What is required: Copy everything in the supply chain analytics article from "When it comes" down to "are relatively inflexible.", word for word.

Best practices

How to Optimize Your Supply Chain Analytics for the New World

A little over four years ago, the Trump administration placed a 25 percent tariff on imports from China, including cars, hard disks, and aircraft parts. China hit back with 25 percent tariffs on U.S. agricultural products. The resulting U.S.-China trade war threw global supply chains into chaos. COVID-19 brought a whole new set of challenges, and now we have the Ukraine crisis and China lockdowns complicating matters further still.  

Prior to the trade war, supply chain professionals enjoyed a long period of relative stability. We could optimize the supply chain once a quarter, or maybe once a month, and let it run. When the trade war happened, it seemed like a discrete event. We would simply recalibrate and restabilize. Instead, it’s been one upheaval after another.

It’s unlikely that we are going to return to a time when we can simply fix it and let it run. We have to change the way we do things. We have an increasing amount of data at our disposal. We need people, processes, and technology that can help us analyze it and adapt to the constantly changing environment—ideally in real time.

 

Chasing Imperfect Hypotheses

When it comes to managing supply chains, most companies rely on lots of internal and external data sources to predict what they’ll need months ahead of time in order to fulfill future orders. We’re always chasing an imperfect hypothesis, with new data coming in all the time. We’re constantly updating what’s in the warehouse and what’s coming in from suppliers against ever-shifting demand. It never stops. 

ERP systems are not designed for the type of constant analysis and readjustment required. Purpose-built supply chain planning and management systems typically cost millions of dollars, take more than a year to implement, and once in place are relatively inflexible.

Even with these systems in place, in order to bring all the data together, many organizations have to create and maintain some bespoke internal system—typically a monster Excel master spreadsheet—to be able to keep recalculating and reanalyzing their data. As painful as this is, it was workable for a while, as long as supply chains remained stable.

 

Working Nights and Weekends

That was the case for the first couple decades of the 21st century. Companies in the developed world spent time and money building relationships overseas that could offer both low-cost production and just-in-time delivery of goods. Developing countries competed for that business because it bolstered their economies. There was an efficient market that was relatively predictable.

When the trade war hit in 2018, the cost benefits of manufacturing in China suddenly vanished. Companies scrambled to adjust. At the company where I was working at the time, we created a war room of team members who worked nights and weekends updating our monster Excel spreadsheet to analyze impacts and alternatives across tens of thousands of products in our global supply chain. 

Then in 2020 the pandemic hit. All of sudden, the entire global supply chain was turned upside down. And now we have the war devastating Ukraine, a major producer of grain, potatoes, and sunflower oil. And we have sanctions on Russia, both official and unofficial. When a company such as Starbucks or McDonalds pulls out of a country as big as Russia, the reverberations are felt in supply chains across the globe.

 

Planning in Shorter Increments

You can see why “reoptimize and let it be for a while” is not good enough anymore. We need tools to be able to continually pull in accurate real-time data and reanalyze it as changes happen. Doing this kind of work in Excel is not sustainable.

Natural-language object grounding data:
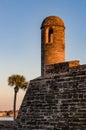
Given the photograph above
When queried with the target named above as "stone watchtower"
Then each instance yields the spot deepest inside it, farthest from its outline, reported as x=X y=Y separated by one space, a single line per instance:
x=52 y=42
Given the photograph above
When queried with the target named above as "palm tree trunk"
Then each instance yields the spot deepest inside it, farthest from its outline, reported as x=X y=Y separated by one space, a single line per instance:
x=14 y=107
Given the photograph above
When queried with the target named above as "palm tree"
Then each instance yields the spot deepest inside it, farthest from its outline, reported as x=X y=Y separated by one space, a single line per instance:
x=19 y=82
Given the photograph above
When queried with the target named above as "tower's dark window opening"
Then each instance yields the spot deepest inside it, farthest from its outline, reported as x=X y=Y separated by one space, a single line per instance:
x=50 y=36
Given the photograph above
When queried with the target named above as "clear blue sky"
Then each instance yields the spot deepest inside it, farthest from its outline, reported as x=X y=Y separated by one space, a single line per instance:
x=20 y=38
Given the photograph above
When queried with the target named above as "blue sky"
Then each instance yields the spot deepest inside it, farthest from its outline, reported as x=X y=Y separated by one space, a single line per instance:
x=20 y=38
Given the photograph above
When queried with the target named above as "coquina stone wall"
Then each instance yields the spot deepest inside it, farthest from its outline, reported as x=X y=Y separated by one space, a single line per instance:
x=57 y=102
x=6 y=125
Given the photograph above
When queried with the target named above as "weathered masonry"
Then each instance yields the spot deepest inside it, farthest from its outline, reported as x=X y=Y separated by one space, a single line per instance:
x=57 y=99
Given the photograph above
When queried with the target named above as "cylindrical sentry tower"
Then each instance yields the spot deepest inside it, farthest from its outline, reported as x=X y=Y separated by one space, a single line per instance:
x=52 y=42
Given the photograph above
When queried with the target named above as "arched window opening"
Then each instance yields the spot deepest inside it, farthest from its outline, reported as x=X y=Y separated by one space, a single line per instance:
x=50 y=36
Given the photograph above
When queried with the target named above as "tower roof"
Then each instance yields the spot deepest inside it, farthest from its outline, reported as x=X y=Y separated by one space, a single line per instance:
x=52 y=20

Task solution:
When it comes to managing supply chains, most companies rely on lots of internal and external data sources to predict what they’ll need months ahead of time in order to fulfill future orders. We’re always chasing an imperfect hypothesis, with new data coming in all the time. We’re constantly updating what’s in the warehouse and what’s coming in from suppliers against ever-shifting demand. It never stops. 

ERP systems are not designed for the type of constant analysis and readjustment required. Purpose-built supply chain planning and management systems typically cost millions of dollars, take more than a year to implement, and once in place are relatively inflexible.